- _Texte fourni_:
= = = =

Il n’y a qu’une référence à la disposition dans les débats de la Troisième commission de l’Assemblée générale, par Peng Chun Chang. Humphrey considérait Chang, ainsi que Charles Malik du Liban, comme les poids lourds intellectuels dans la rédaction de la Déclaration[19]. Selon le délégué de la Chine,

[q]u'il s'agisse des arts, des lettres ou de la science, la jouissance esthétique a un double aspect, un aspect purement passif où l'homme goûte la beauté, et un aspect actif où il la crée. A ce propos, M. Chang indique que les expressions « prendre part » ou « participer » n'expriment pas ce double aspect avec toute la précision souhaitable. Le texte fait allusion d'une façon plus claire à la création qu'à la jouissance passive[20].

Chang a proposé d'ajouter à la fin du premier paragraphe les mots « et à ses bienfaits »[21].

II. La rédaction de l’article 15 du Pacte international et l’omission du droit de jouir des arts

Lors de sa deuxième session, en décembre 1947, la Commission a décidé que la « charte internationale des droits » sur laquelle elle travaillait serait composée d’au moins trois instruments, une déclaration ou manifeste, une convention ou des conventions, et des « mesures d’application »[22]. Un groupe de travail a été établi pour chacun des éléments de la charte. Le Groupe de travail sur la Convention a adopté un « projet de pacte » qui comportait plusieurs droits y compris le droit à la vie, l’interdiction de la torture et l’esclavage, et les libertés de religion, d’expression et d’association[23]. Essentiellement, il s’agissait de droits « civils et politiques ». Il n’y avait pas de droits économiques, sociaux ou culturels dans ce premier projet du groupe de travail ni dans le texte adopté par la Commission en juin 1948[24].

= = = =

- _Exercice écrit 1_: Recopiez mot pour mot le passage du texte fourni allant de « [q]u'il s'agisse des » à « la jouissance passive[20]. ».

= = = =

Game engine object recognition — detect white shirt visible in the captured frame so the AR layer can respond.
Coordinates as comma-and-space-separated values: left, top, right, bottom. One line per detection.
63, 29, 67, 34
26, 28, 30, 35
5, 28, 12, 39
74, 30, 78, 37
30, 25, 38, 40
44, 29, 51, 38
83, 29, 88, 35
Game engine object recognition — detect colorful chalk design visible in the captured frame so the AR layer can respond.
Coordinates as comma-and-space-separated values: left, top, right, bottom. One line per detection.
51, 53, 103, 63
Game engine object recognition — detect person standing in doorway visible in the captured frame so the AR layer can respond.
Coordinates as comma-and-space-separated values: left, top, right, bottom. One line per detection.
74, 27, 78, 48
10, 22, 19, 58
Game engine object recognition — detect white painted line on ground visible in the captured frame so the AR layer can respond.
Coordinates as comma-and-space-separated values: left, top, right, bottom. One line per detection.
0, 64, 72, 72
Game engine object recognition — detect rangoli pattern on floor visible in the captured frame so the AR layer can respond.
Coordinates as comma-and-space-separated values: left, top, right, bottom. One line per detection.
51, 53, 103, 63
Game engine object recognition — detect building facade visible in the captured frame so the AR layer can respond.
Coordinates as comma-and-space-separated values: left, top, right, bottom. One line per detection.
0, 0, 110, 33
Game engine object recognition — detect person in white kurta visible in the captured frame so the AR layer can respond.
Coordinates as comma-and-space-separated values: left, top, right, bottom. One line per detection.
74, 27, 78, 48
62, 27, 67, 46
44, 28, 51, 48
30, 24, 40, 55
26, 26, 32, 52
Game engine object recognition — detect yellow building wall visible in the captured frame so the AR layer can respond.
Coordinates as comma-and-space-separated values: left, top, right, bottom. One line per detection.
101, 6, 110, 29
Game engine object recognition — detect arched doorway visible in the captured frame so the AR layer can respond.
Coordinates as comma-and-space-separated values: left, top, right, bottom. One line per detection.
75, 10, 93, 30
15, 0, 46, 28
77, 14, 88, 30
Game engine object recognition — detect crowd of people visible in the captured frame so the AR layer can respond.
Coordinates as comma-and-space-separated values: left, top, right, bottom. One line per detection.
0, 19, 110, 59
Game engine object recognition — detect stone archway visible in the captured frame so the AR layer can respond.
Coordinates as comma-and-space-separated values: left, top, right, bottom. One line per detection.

= = = =

- _Exercice écrit 2_: Reproduisez les lignes des entrées, depuis la première jusqu'à la ligne contenant « 26, 26, 32, 52 » incluse, en renommant « captured frame » en « camera frame ». Tout le reste doit demeurer inchangé.

- _Réponse 1_:
[q]u'il s'agisse des arts, des lettres ou de la science, la jouissance esthétique a un double aspect, un aspect purement passif où l'homme goûte la beauté, et un aspect actif où il la crée. A ce propos, M. Chang indique que les expressions « prendre part » ou « participer » n'expriment pas ce double aspect avec toute la précision souhaitable. Le texte fait allusion d'une façon plus claire à la création qu'à la jouissance passive[20].

- _Réponse 2_:
Game engine object recognition — detect white shirt visible in the camera frame so the AR layer can respond.
Coordinates as comma-and-space-separated values: left, top, right, bottom. One line per detection.
63, 29, 67, 34
26, 28, 30, 35
5, 28, 12, 39
74, 30, 78, 37
30, 25, 38, 40
44, 29, 51, 38
83, 29, 88, 35
Game engine object recognition — detect colorful chalk design visible in the camera frame so the AR layer can respond.
Coordinates as comma-and-space-separated values: left, top, right, bottom. One line per detection.
51, 53, 103, 63
Game engine object recognition — detect person standing in doorway visible in the camera frame so the AR layer can respond.
Coordinates as comma-and-space-separated values: left, top, right, bottom. One line per detection.
74, 27, 78, 48
10, 22, 19, 58
Game engine object recognition — detect white painted line on ground visible in the camera frame so the AR layer can respond.
Coordinates as comma-and-space-separated values: left, top, right, bottom. One line per detection.
0, 64, 72, 72
Game engine object recognition — detect rangoli pattern on floor visible in the camera frame so the AR layer can respond.
Coordinates as comma-and-space-separated values: left, top, right, bottom. One line per detection.
51, 53, 103, 63
Game engine object recognition — detect building facade visible in the camera frame so the AR layer can respond.
Coordinates as comma-and-space-separated values: left, top, right, bottom. One line per detection.
0, 0, 110, 33
Game engine object recognition — detect person in white kurta visible in the camera frame so the AR layer can respond.
Coordinates as comma-and-space-separated values: left, top, right, bottom. One line per detection.
74, 27, 78, 48
62, 27, 67, 46
44, 28, 51, 48
30, 24, 40, 55
26, 26, 32, 52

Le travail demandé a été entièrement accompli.